**DESCRIPTION OF THE TASK:** Take the entries below and reproduce exactly the portion that begins at the line containing "# drop a dot on each instance of the white shirt;" and ends at the line containing "# drop a dot on each instance of the clock", keeping both ends, dropping pictures, and adding nothing else.

==========

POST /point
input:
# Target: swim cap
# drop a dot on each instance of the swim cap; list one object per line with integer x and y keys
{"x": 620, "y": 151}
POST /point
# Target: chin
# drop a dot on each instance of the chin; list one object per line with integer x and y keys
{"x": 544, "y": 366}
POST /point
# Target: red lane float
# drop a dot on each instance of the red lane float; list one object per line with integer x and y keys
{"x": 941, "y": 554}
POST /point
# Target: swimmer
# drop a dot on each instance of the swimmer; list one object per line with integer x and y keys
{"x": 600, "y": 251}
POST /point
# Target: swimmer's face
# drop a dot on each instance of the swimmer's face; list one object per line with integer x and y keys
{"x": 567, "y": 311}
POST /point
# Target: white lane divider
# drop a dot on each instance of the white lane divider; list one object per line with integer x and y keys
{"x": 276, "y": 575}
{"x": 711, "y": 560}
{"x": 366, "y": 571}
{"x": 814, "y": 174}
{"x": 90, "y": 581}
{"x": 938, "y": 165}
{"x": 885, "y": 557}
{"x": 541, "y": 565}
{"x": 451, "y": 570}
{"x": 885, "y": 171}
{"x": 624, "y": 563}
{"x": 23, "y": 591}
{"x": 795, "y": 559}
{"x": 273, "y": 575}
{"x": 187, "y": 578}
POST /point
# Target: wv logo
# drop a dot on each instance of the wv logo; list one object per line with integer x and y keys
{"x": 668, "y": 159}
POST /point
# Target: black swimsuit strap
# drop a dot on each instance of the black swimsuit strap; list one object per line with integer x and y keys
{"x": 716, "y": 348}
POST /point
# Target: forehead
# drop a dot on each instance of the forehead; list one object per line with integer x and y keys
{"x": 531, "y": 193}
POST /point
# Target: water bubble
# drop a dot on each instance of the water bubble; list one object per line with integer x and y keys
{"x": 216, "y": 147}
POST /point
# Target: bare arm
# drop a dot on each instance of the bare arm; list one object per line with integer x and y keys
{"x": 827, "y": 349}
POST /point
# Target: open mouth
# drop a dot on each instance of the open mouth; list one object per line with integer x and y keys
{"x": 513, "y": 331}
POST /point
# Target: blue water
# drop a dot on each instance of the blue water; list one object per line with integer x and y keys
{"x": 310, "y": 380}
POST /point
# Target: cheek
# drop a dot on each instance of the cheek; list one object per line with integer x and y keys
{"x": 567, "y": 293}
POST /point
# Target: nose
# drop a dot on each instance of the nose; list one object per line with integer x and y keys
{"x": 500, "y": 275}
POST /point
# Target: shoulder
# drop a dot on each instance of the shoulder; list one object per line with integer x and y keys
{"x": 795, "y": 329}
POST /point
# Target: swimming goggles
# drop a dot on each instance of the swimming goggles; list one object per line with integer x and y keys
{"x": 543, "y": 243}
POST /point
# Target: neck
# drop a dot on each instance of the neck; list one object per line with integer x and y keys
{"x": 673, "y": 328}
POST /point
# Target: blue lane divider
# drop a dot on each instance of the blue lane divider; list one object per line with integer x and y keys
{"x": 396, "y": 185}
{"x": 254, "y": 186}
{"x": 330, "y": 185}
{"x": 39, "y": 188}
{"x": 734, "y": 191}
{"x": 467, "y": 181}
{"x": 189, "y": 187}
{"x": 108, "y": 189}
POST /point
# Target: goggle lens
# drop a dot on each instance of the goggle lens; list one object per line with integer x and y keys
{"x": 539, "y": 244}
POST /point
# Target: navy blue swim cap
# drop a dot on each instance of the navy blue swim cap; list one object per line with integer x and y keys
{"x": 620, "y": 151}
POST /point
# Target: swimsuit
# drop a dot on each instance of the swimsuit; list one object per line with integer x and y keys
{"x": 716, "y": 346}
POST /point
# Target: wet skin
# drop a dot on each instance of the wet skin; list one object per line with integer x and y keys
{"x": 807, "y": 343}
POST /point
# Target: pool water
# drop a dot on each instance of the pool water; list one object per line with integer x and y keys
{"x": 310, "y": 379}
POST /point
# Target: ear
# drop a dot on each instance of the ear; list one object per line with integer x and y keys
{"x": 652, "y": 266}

==========

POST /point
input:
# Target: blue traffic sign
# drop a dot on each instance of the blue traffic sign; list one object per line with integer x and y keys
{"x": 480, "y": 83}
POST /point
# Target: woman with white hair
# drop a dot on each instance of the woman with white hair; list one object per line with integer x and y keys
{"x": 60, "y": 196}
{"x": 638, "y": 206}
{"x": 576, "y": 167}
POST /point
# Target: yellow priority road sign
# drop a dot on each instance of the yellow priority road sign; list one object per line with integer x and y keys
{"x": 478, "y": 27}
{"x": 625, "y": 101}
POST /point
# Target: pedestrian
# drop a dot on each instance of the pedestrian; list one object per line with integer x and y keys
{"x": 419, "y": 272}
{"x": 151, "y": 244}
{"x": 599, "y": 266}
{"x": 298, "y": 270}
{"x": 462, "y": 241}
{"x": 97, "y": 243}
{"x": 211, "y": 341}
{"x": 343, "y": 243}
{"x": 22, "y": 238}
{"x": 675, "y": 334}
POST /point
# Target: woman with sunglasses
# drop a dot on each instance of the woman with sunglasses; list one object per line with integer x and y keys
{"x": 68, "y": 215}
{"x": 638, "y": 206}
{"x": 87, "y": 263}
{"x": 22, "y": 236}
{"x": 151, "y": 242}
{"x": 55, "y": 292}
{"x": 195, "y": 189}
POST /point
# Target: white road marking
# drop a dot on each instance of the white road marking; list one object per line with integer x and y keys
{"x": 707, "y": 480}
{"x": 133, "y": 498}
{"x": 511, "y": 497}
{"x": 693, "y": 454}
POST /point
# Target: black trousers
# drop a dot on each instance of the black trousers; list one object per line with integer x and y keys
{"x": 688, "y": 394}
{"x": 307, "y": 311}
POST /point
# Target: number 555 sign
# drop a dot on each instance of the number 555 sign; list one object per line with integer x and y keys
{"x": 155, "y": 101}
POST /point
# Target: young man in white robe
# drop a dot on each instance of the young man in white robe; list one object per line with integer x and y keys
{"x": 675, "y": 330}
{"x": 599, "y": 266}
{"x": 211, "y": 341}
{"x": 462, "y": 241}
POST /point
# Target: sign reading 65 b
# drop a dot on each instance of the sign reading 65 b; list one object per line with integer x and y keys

==========

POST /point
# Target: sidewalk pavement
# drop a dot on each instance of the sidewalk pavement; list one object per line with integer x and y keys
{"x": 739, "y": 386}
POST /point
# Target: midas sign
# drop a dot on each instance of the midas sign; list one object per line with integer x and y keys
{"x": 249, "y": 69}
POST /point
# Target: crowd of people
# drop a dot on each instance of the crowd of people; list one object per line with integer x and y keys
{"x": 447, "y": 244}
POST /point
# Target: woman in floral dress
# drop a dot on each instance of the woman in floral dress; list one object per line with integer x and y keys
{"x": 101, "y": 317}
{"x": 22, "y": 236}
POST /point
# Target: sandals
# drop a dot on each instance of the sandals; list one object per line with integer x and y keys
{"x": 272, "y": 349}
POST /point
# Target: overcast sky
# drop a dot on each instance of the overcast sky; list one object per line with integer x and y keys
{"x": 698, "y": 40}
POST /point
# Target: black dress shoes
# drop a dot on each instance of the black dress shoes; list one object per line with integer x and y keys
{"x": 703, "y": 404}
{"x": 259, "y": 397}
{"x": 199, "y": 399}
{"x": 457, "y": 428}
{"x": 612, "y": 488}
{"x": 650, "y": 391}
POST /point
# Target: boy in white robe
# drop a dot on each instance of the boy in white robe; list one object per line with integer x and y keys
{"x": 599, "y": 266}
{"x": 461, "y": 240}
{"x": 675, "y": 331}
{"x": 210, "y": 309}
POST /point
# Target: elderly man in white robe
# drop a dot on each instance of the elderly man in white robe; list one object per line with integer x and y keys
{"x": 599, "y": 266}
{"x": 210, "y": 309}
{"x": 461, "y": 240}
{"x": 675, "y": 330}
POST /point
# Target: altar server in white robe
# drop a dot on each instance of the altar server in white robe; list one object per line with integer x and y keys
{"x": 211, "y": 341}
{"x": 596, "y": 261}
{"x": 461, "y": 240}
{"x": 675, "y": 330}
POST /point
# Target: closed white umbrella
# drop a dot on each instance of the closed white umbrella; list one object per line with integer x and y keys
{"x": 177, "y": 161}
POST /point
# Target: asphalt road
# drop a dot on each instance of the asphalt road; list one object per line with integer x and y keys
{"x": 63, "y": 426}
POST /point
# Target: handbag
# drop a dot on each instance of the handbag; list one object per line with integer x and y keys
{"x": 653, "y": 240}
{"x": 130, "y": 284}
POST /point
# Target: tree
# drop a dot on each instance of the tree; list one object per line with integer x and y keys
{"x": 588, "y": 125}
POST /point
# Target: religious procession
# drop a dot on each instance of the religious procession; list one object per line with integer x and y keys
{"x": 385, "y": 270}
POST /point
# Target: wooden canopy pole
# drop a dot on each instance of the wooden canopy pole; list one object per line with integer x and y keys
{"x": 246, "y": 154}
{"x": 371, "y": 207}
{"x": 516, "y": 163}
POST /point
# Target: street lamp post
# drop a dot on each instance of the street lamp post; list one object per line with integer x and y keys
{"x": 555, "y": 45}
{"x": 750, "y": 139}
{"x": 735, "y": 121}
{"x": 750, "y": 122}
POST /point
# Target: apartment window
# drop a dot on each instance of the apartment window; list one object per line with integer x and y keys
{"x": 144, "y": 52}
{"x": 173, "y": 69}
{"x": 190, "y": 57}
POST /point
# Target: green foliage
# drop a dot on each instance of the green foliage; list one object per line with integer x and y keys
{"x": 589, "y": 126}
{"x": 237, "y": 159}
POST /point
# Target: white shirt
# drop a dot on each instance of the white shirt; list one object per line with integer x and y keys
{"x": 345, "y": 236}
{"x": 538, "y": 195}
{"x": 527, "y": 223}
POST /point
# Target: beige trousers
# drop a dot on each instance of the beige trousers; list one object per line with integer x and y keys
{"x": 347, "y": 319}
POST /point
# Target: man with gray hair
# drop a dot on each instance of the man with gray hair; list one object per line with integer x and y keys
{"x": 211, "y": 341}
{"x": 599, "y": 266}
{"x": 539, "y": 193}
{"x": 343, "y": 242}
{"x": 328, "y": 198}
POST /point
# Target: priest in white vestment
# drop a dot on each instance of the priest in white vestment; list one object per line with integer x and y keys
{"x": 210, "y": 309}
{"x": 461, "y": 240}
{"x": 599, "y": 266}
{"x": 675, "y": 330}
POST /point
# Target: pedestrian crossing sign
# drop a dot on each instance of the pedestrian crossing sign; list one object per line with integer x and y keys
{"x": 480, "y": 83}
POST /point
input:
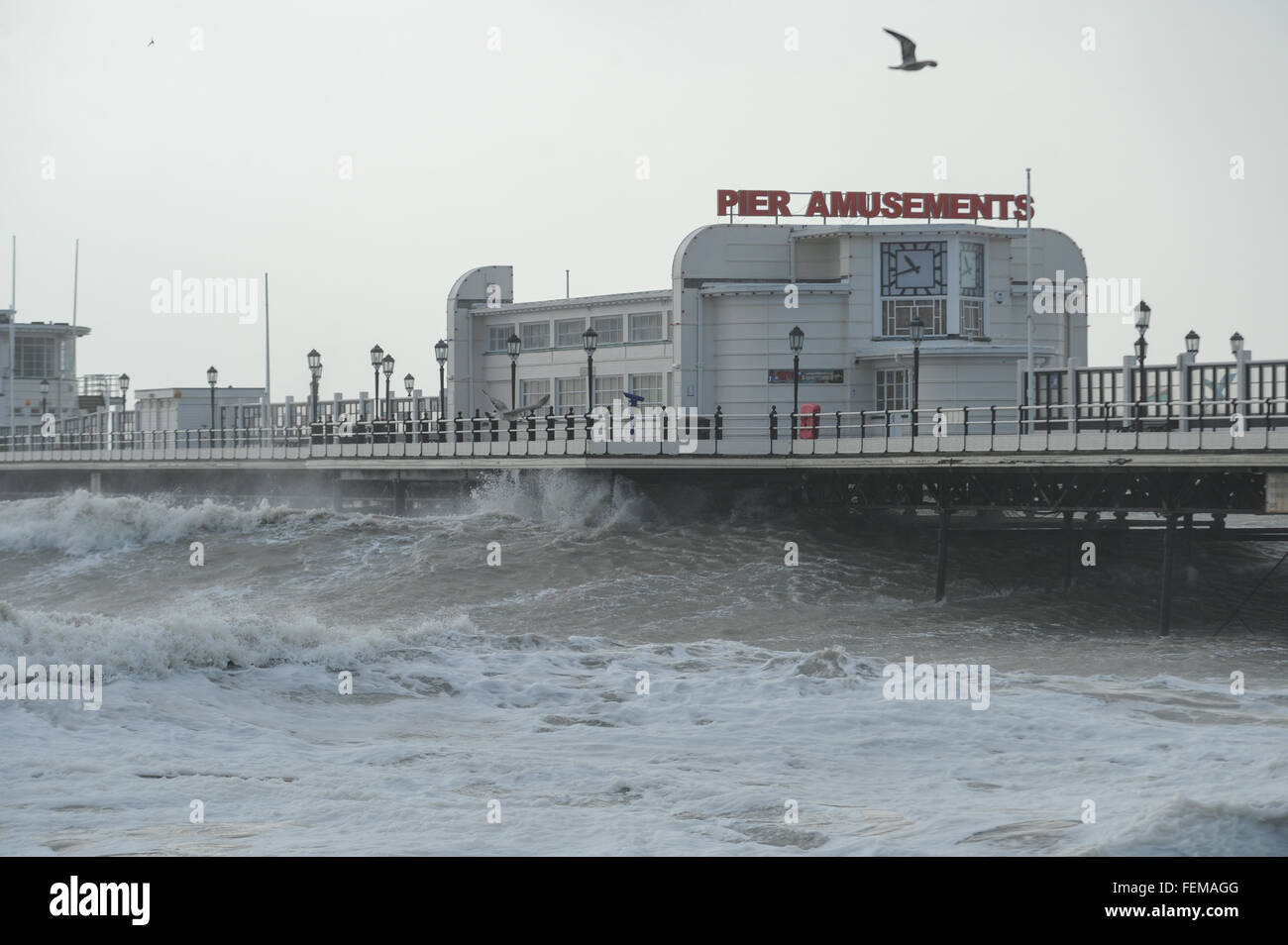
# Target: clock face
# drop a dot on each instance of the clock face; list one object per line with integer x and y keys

==========

**THE COMPLETED TASK:**
# drop a dot on each instance of the white shirt; list one object per line with integer x and y keys
{"x": 345, "y": 236}
{"x": 538, "y": 195}
{"x": 527, "y": 223}
POST /point
# Target: beige trousers
# drop a dot on each instance of the beige trousers; list one object per line with integer x and y keys
{"x": 347, "y": 319}
POST /point
# Target: man with gray hair
# drop a dot on each instance of the man with gray hair; list one object per line with integer x and y keys
{"x": 211, "y": 341}
{"x": 599, "y": 266}
{"x": 539, "y": 193}
{"x": 343, "y": 242}
{"x": 328, "y": 198}
POST /point
# Target: priest in white vestment
# drop a dot on each instance of the priest in white vestment; list one object per line with integer x and y keys
{"x": 210, "y": 309}
{"x": 461, "y": 240}
{"x": 599, "y": 266}
{"x": 675, "y": 330}
POST /point
# Target: pedestrian crossing sign
# drop a dot on each instance of the pedestrian crossing sign; list one object per line with integer x and y keys
{"x": 480, "y": 83}
POST /point
input:
# Target: clock face
# drop a dot on each instance of the clock face; list one object per line with integer x and y keys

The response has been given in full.